§ **TEXTO PROPORCIONADO**
Y aunque estemos en este momento en la euforia de querer comprender el comportamiento del electorado o de analizar el debate obligatorio entre candidatos como una herramienta que podría definir el voto o mirar qué estrategias de comunicación política están calando en los distintos segmentos etarios, principalmente en los jóvenes, creo firmemente que más allá de la lectura de los resultados luego del sufragio, necesitamos comprender esas nuevas formas de habitar la vida cotidiana mediada por la violencia, necesitamos observar cómo hacen las sociedades para vivir en el miedo, cómo empezamos a trazarnos nuevos horizontes para vivir lo mejor posible en medio de la angustia. Porque ese será el contexto simbólico en el que Luisa o Daniel tendrán que gobernar. Ese será el espacio en el que Luisa o Daniel tendrán que reconstituir ese pacto de confianza. Será ahí en donde hagan política.

§ **MATERIAL EXTRAÍDO**
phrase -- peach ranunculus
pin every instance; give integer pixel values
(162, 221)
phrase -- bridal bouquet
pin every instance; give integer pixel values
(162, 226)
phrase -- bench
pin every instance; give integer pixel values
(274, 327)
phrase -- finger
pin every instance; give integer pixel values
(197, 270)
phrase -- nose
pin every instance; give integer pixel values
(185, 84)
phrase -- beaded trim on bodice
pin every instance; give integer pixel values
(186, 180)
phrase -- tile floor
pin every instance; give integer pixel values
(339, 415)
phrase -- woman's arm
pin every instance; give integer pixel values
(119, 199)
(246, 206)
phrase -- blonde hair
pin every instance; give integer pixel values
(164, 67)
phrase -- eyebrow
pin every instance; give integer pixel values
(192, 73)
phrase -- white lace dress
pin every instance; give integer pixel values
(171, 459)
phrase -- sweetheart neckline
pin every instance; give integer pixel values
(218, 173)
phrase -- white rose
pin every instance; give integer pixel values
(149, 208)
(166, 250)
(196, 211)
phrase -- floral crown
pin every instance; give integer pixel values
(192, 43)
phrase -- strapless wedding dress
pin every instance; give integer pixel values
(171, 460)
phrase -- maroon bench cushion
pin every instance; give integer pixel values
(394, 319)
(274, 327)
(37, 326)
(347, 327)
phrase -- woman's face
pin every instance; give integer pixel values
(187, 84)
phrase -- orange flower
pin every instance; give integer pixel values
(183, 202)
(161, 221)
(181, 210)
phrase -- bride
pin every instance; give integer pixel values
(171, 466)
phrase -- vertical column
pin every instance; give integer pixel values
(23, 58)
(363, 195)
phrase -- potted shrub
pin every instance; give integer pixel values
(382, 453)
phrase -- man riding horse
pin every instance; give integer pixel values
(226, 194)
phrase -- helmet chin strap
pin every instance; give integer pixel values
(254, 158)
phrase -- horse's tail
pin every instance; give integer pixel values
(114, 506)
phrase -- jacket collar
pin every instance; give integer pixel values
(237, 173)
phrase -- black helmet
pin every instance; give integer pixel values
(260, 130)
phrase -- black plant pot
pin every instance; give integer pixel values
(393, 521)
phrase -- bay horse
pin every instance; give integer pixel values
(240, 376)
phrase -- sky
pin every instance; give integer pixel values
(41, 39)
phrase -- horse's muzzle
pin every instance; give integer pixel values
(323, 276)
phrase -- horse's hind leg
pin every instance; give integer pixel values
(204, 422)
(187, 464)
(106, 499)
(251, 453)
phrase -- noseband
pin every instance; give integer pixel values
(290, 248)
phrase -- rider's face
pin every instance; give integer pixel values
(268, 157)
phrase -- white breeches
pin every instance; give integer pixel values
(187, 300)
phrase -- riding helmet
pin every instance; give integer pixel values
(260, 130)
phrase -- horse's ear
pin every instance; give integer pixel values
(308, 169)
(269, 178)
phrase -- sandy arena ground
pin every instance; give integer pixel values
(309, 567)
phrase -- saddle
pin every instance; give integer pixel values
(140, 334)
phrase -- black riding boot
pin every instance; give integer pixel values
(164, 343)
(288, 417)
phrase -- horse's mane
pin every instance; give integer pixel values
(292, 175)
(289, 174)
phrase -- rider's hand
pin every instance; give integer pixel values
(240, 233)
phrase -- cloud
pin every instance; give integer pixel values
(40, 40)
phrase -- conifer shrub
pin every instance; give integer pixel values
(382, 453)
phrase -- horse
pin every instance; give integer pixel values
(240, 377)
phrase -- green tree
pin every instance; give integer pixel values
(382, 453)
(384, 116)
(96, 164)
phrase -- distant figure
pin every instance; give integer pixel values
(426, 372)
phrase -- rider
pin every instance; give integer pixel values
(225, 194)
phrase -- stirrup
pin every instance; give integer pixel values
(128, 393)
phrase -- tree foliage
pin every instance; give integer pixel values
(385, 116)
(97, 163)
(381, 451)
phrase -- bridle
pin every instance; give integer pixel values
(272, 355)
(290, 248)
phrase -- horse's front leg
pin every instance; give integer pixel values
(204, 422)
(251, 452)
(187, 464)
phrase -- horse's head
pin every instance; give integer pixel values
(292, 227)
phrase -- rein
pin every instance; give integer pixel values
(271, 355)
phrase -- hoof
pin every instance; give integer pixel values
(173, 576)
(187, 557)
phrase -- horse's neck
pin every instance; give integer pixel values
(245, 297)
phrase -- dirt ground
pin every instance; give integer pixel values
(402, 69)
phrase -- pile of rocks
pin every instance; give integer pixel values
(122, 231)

§ **ENUNCIADO**
Según el texto proporcionado, ¿qué pacto tendrán que reconstituir Luisa o Daniel?

§ **RESPUESTA FINAL**
El pacto de confianza.